OBJECTIVE: Write out the whole listing below line by line, with no changes.

LISTING:
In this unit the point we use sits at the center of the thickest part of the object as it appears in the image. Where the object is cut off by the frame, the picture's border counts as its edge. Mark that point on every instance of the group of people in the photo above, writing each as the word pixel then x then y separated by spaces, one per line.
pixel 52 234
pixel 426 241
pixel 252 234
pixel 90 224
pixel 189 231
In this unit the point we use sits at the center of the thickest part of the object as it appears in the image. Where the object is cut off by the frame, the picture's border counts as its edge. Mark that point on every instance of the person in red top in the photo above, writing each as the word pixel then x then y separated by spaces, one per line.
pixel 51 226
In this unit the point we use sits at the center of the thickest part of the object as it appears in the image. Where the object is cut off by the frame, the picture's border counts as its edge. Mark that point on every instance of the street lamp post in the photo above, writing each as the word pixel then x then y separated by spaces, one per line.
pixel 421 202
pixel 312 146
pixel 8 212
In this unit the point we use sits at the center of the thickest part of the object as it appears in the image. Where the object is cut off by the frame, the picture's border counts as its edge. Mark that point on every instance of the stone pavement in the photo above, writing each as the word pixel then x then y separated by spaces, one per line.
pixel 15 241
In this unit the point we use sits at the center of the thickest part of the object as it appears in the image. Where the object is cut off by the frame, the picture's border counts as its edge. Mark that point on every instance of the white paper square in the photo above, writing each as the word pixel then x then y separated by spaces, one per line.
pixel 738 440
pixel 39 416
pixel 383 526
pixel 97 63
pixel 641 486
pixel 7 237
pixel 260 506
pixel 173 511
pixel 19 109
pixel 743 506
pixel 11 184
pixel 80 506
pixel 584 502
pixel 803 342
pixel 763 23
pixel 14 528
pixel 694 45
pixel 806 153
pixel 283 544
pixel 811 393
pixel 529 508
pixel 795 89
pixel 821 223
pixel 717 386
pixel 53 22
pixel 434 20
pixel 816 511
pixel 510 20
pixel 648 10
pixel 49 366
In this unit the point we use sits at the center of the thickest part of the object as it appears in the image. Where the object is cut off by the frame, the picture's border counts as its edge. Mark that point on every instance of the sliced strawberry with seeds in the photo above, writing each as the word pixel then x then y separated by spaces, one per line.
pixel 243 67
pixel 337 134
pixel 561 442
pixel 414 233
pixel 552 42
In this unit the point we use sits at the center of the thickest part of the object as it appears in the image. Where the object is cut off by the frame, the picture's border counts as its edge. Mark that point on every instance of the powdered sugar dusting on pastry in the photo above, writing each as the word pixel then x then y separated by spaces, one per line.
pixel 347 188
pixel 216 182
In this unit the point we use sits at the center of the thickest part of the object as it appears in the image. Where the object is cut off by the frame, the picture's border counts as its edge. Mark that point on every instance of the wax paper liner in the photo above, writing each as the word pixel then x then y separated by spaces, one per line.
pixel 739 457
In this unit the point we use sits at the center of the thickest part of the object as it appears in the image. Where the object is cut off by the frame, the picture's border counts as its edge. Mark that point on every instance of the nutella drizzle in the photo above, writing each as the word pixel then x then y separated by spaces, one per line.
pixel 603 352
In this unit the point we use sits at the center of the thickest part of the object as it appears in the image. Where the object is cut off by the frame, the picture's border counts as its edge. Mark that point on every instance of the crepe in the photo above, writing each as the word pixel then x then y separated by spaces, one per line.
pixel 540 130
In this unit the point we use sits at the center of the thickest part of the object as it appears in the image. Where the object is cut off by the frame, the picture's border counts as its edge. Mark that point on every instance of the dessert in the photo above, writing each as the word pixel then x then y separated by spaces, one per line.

CORRECT RESPONSE:
In this unit the point we use sits at the center of the thickest part of the object as it appears in the image. Where the object is cut off by the frame, the picture's border counts as its edge. Mark that point on every instance of the group of people in the photo above, writing each as the word pixel then x then y separated by spaces, one per line.
pixel 52 234
pixel 426 241
pixel 252 234
pixel 90 224
pixel 189 231
In this unit the point we use sits at the center of the thickest part of the object as it appears in the image. Where the object is cut off by the frame, the picture's border counts as its edge. Mark that point on every instance of the person in red top in the photo above, writing each as the word pixel then x then y separated by spaces, one per line.
pixel 51 226
In this unit the point we use sits at the center of the thickest part of the object as it appears in the image. Where the object is cut off by the frame, the picture's border counts as its edge. Mark that point on every instance of the street lamp post in the photo above, writing each as the word pixel then x then y separated by spaces, one per line.
pixel 421 202
pixel 312 146
pixel 8 212
In this unit the point we use sits at the center of the thickest part of the object as it appears in the image. Where the object is cut off by the frame, the picture's border counts as its edge. Mark that point on every instance of the stone pavement in the photo above, writing each as the word pixel then x then y separated by spaces, one per line.
pixel 15 241
In this unit the point we use sits at the center of the thickest part of the object as it appears in the image. Where the object is cut off by the frame, the picture's border counts as its edge. Mark that point on every instance of the white paper square in the photo above, writing each as the word pixel then x then y separated by spaces, one per line.
pixel 738 440
pixel 39 416
pixel 383 526
pixel 97 63
pixel 641 486
pixel 7 237
pixel 260 506
pixel 173 511
pixel 19 109
pixel 743 506
pixel 11 184
pixel 80 506
pixel 584 502
pixel 803 342
pixel 763 23
pixel 14 528
pixel 694 45
pixel 806 153
pixel 283 544
pixel 811 393
pixel 529 508
pixel 795 89
pixel 821 223
pixel 717 386
pixel 53 22
pixel 434 20
pixel 816 511
pixel 510 20
pixel 648 10
pixel 49 366
In this unit the point we use sits at the center of the thickest part of the object as it appears in the image. Where the object is cut off by the frame, the picture's border counts as its edge. Mark that point on every instance of the sliced strawberry with seeds in the photo above, writing each as the word pixel then x then y separated by spaces, one per line.
pixel 243 67
pixel 337 134
pixel 561 442
pixel 414 233
pixel 552 42
In this unit the point we use sits at the center of the thickest part of the object as it appears in the image. Where the object is cut off by the frame, the picture's border counts as its edge. Mark that point on every instance of the powdered sugar dusting on pastry in the photo above, writing each as the word pixel then x then y separated by spaces, one per line.
pixel 347 188
pixel 216 182
In this unit the point we use sits at the center of the thickest part of the object as it appears in the image. Where the object is cut off by the frame, the picture's border counts as its edge. Mark that point on every instance of the wax paper liner in the photo above, writing each as the word pixel then x then y separated by spaces, one per line.
pixel 739 457
In this unit the point we use sits at the center of the thickest part of the object as it appears in the image. Where the object is cut off by the frame, the picture's border counts as its edge. Mark that point on every instance of the nutella drizzle in the photo above, writing each as the word pixel then x then y separated by spaces, one per line.
pixel 603 352
In this unit the point we use sits at the center of the thickest part of the object as it appears in the image. Where the object is cut off by the frame, the picture's border counts as its edge. Mark that point on every instance of the crepe in the photo above, writing each as the word pixel then x then y separated by spaces, one per line.
pixel 540 130
In this unit the point we use sits at the center of the thickest part of the object as it appears in the image. Where the object is cut off by the frame, the picture's border counts as its edge. Mark that point on every instance of the dessert in the photo above, writing each as the word pixel then x then y separated by spaces, one per line.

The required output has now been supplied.